START

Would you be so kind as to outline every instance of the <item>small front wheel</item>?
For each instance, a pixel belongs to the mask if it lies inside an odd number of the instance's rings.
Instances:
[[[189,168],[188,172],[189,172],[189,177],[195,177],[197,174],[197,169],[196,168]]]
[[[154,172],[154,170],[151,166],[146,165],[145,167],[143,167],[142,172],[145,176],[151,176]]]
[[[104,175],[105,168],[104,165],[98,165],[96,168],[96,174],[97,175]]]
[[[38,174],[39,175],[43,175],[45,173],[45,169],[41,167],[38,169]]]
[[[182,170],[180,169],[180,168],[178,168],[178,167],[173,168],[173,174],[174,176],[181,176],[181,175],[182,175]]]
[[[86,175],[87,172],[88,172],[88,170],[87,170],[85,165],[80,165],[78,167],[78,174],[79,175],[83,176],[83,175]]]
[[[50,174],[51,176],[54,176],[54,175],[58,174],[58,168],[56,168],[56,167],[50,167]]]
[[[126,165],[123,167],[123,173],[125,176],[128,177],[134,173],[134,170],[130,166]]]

END

Can you write out every line of the records again, requests included, with each polygon vertex coordinate in the answers scaled by 2.2 and rounded to the nearest whole number, halves rounding up?

ANSWER TO THE PROBLEM -
Would you be so kind as to outline every instance of the <item>small front wheel</item>?
For each instance, a pixel belongs to the mask if it lies inside an odd number of the instance's rings.
Instances:
[[[416,370],[414,378],[416,378],[416,389],[429,389],[433,383],[433,372],[431,370]]]
[[[339,378],[339,374],[332,365],[321,363],[319,367],[315,367],[312,378],[319,387],[332,387]]]
[[[229,385],[231,370],[229,363],[216,363],[211,370],[211,383],[213,385]]]
[[[84,383],[86,385],[95,385],[99,381],[99,372],[90,367],[84,372]]]
[[[400,374],[396,372],[396,370],[392,370],[392,367],[381,370],[381,383],[383,387],[398,387],[398,385],[400,385]]]
[[[189,385],[191,378],[194,378],[194,374],[191,374],[187,363],[176,363],[172,367],[172,383],[174,385],[183,387],[183,385]]]
[[[110,383],[112,387],[119,387],[119,385],[128,383],[128,370],[123,370],[123,367],[110,367]]]
[[[277,363],[271,367],[271,381],[275,387],[282,389],[295,381],[295,374],[286,365]]]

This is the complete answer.